Dataset entries
——
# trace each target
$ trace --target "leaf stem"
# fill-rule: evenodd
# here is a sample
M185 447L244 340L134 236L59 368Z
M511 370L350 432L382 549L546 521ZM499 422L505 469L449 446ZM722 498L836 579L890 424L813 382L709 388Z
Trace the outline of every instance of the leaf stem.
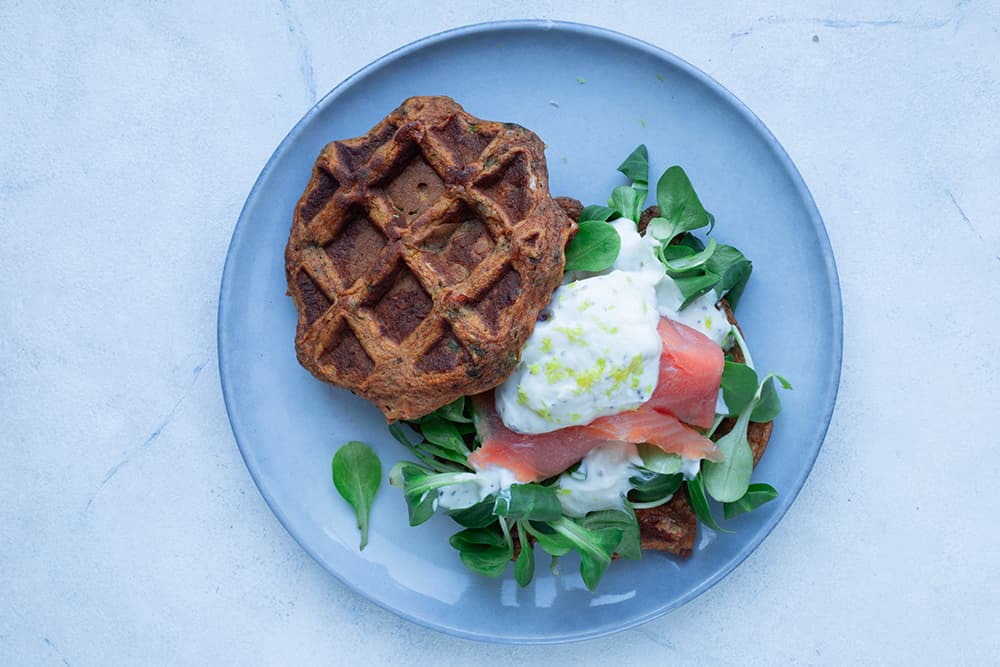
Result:
M733 337L736 339L736 344L740 346L740 352L743 353L743 362L750 368L757 370L754 368L753 357L750 356L750 348L747 347L747 342L743 339L743 334L741 334L740 330L735 326L732 331Z

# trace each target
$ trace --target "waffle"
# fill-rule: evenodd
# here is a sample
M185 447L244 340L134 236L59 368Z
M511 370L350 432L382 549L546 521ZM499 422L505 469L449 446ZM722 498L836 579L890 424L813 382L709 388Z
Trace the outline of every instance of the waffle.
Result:
M413 97L320 153L285 250L295 349L390 421L512 372L575 225L544 144L447 97Z

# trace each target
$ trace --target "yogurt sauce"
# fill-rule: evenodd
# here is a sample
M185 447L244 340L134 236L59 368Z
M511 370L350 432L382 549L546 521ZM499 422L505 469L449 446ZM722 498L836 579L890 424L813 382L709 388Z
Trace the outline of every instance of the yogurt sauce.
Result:
M590 450L576 470L563 473L556 483L556 495L566 516L587 516L598 510L623 510L625 496L632 490L632 478L644 471L635 445L609 442ZM694 479L701 469L698 459L681 458L678 472Z
M648 401L659 377L661 316L720 345L729 335L715 292L678 311L684 298L656 258L658 241L640 236L627 218L610 224L621 238L614 264L602 274L567 275L496 390L497 412L511 430L547 433Z
M494 493L503 493L517 481L514 473L499 466L479 472L455 475L455 483L437 490L434 509L457 510L486 500Z
M500 418L546 433L639 407L659 377L659 319L656 291L636 272L563 285L497 389Z
M634 466L642 465L635 445L612 442L590 450L572 473L559 477L556 495L567 516L596 510L624 509L632 489Z

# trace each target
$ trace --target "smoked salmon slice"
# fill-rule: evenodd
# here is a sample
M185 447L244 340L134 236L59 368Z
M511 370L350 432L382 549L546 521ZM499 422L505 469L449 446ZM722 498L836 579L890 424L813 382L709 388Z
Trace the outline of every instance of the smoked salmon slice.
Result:
M656 330L663 341L660 378L643 405L685 424L710 428L725 365L722 348L703 333L666 317L660 318Z
M721 459L714 442L676 417L650 409L648 404L599 417L586 426L528 435L504 425L494 406L493 392L473 396L472 402L482 445L469 456L469 464L476 470L506 468L519 482L537 482L558 475L594 447L609 442L646 442L687 458Z

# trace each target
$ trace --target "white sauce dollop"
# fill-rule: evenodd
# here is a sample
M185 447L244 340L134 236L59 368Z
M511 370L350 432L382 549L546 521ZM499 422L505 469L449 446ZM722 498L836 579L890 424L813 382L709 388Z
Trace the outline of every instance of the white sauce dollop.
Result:
M479 472L455 475L455 484L437 490L435 509L459 510L486 500L495 493L510 489L517 478L510 470L494 466Z
M581 517L599 510L624 509L622 499L634 488L632 478L649 474L639 469L641 465L635 445L611 442L590 450L576 470L563 473L556 482L563 513ZM699 470L700 459L681 458L678 472L684 479L694 479Z
M656 292L641 275L612 271L563 285L514 373L497 412L519 433L547 433L634 410L659 377Z
M622 498L632 489L634 466L642 465L635 445L618 442L595 447L572 473L563 473L556 483L559 503L567 516L624 509Z
M614 264L602 274L566 275L520 363L496 390L497 412L511 430L547 433L648 401L659 377L661 316L720 346L729 336L714 291L678 311L684 299L656 258L659 242L627 218L610 224L621 238Z

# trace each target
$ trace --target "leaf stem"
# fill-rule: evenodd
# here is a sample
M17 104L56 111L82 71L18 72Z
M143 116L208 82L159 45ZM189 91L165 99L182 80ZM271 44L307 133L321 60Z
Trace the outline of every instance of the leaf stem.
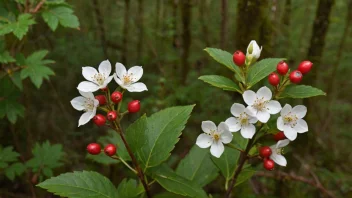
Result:
M236 149L236 150L238 150L240 152L244 152L244 150L242 150L240 148L237 148L234 144L231 144L231 143L225 144L225 146L228 146L230 148Z
M113 159L116 159L116 160L120 160L127 168L129 168L132 172L134 172L136 175L138 174L138 172L132 168L125 160L123 160L121 157L118 157L118 156L110 156L111 158Z

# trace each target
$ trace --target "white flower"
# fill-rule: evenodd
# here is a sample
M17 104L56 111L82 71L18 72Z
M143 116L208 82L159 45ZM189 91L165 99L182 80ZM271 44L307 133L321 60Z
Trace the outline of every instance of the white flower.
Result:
——
**Task details:**
Return each entry exactly as it stands above, apart from any images.

**Completed exercise:**
# trace each target
$ trace --target "leaf stem"
# fill-rule: evenodd
# here is a sample
M185 447L244 340L134 236L59 368Z
M511 370L350 432L382 549L546 521ZM499 422L505 469L449 446ZM722 498L836 579L890 424L813 382L709 388Z
Trace the outline of every instance of the leaf stem.
Result:
M733 337L736 339L736 344L740 346L740 352L743 353L743 362L750 368L757 370L754 368L753 357L750 356L750 348L747 347L747 342L743 339L743 334L741 334L740 330L735 326L732 331Z

# trace each target
$ trace --target "waffle"
# fill-rule: evenodd
# here is a sample
M185 447L244 340L134 236L59 368Z
M511 370L350 432L382 549L546 521ZM499 422L505 469L449 446ZM722 498L836 579L890 424L813 382L709 388Z
Trace the outline of every instance of the waffle.
Result:
M413 97L320 153L285 250L295 349L390 421L512 372L575 225L544 144L447 97Z

# trace each target
$ trace --target "yogurt sauce"
# fill-rule: evenodd
# here is a sample
M185 447L244 340L134 236L59 368Z
M511 370L350 432L382 549L546 521ZM499 422L505 469L449 446ZM722 498L836 579L890 424L813 382L709 388Z
Trace the outline of every instance of the yogurt sauce.
Result:
M590 450L576 470L563 473L556 483L556 495L566 516L587 516L598 510L623 510L625 496L632 490L632 478L644 471L635 445L609 442ZM694 479L701 469L698 459L681 458L678 472Z
M648 401L659 377L661 316L720 345L729 335L715 292L678 311L684 298L656 258L658 241L640 236L627 218L610 224L621 238L614 264L602 274L567 275L496 390L497 412L511 430L547 433Z
M494 493L503 493L517 481L514 473L499 466L479 472L455 475L455 483L437 490L434 509L457 510L486 500Z
M500 418L546 433L639 407L659 377L659 319L656 291L636 272L563 285L497 389Z
M634 466L642 465L635 445L612 442L590 450L572 473L559 477L556 495L567 516L596 510L624 509L632 489Z

# trace each target
$ trace --target "smoked salmon slice"
# fill-rule: evenodd
# here is a sample
M185 447L244 340L134 236L59 368Z
M511 370L350 432L382 549L546 521ZM499 422L505 469L449 446ZM722 498L836 579L890 424L813 382L709 388Z
Trace the outline of every instance of the smoked salmon slice.
Result:
M656 330L663 341L660 378L643 405L685 424L710 428L725 365L722 348L703 333L666 317L660 318Z
M721 459L714 442L676 417L650 409L648 404L599 417L586 426L528 435L504 425L494 406L493 392L473 396L472 402L482 445L469 456L469 464L476 470L506 468L519 482L537 482L558 475L594 447L609 442L646 442L687 458Z

# trace each target
$ trace --target "white sauce dollop"
# fill-rule: evenodd
# here is a sample
M185 447L244 340L134 236L59 368Z
M511 370L350 432L382 549L546 521ZM499 422L505 469L449 446ZM722 498L836 579L890 424L813 382L709 388Z
Trace the outline of every instance of the white sauce dollop.
Result:
M479 472L455 475L455 484L437 490L435 509L459 510L486 500L495 493L510 489L517 478L510 470L494 466Z
M581 517L599 510L624 509L622 499L634 488L632 478L649 474L639 469L641 465L635 445L611 442L590 450L576 470L563 473L556 482L563 513ZM699 470L700 459L681 458L678 472L684 479L694 479Z
M656 292L641 275L612 271L563 285L514 373L497 412L519 433L547 433L634 410L659 377Z
M622 498L632 489L634 466L642 465L635 445L618 442L595 447L572 473L563 473L556 483L559 503L567 516L624 509Z
M614 264L602 274L566 275L520 363L496 390L497 412L511 430L547 433L648 401L659 377L661 316L720 346L729 336L714 291L678 311L684 299L656 258L659 242L627 218L610 224L621 238Z

# trace each target
$ trace --target "leaf stem"
# fill-rule: evenodd
# here is a sample
M17 104L56 111L82 71L18 72Z
M143 116L208 82L159 45ZM189 91L165 99L182 80ZM271 44L307 133L321 60Z
Trace the outline of every instance of the leaf stem.
Result:
M236 149L236 150L238 150L240 152L244 152L244 150L242 150L240 148L237 148L234 144L231 144L231 143L225 144L225 146L228 146L230 148Z
M113 159L116 159L116 160L120 160L127 168L129 168L132 172L134 172L136 175L138 174L138 172L132 168L125 160L123 160L121 157L118 157L118 156L110 156L111 158Z

# trace each target
$ trace --target "white flower"
# fill-rule: evenodd
# here is a sample
M17 104L56 111L82 71L18 72Z
M143 116L208 82L159 45ZM189 91L165 99L182 80ZM271 44L307 133L321 60Z
Trace the outline of every instance of the white flower.
Result:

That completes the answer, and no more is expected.